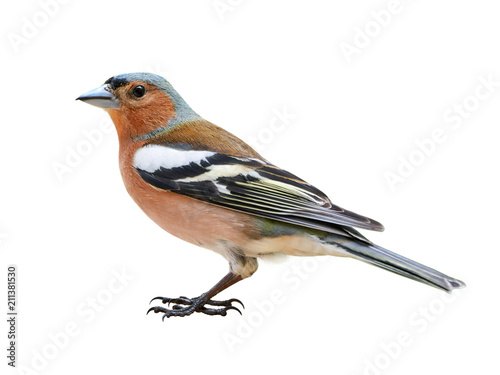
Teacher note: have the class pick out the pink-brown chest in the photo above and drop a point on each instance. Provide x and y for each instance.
(189, 219)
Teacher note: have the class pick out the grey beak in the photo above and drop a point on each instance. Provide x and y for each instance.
(101, 97)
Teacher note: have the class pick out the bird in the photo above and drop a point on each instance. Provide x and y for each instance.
(206, 186)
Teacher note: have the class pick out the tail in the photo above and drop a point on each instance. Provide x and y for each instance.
(383, 258)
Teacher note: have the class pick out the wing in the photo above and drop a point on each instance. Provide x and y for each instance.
(245, 184)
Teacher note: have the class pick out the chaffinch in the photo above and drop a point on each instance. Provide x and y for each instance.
(206, 186)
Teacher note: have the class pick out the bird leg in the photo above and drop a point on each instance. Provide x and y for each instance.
(184, 306)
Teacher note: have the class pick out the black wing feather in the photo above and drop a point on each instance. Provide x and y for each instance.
(260, 189)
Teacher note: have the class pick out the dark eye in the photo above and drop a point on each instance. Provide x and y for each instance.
(139, 91)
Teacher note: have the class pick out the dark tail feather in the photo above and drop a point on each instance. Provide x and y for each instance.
(393, 262)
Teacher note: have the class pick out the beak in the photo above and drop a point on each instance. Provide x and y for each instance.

════════════════════

TASK: Carry over every line from the one with "Teacher note: have the class pick out the dark eye" through the end of the records, both ends included. Add 26 to each coordinate in the answers and leave all other text unchanged.

RESPONSE TO THE EXERCISE:
Teacher note: have the class pick out the dark eye in the photo above and drop a point on each instance. Provide x and y for each instance.
(165, 117)
Teacher note: have the class pick out the dark tail feather in the photo above and drop a point on each instance. Provide x and y for each instance.
(419, 288)
Teacher note: have the class pick out the beak in the photo above and drop a point on each instance. Provide x and y for each instance.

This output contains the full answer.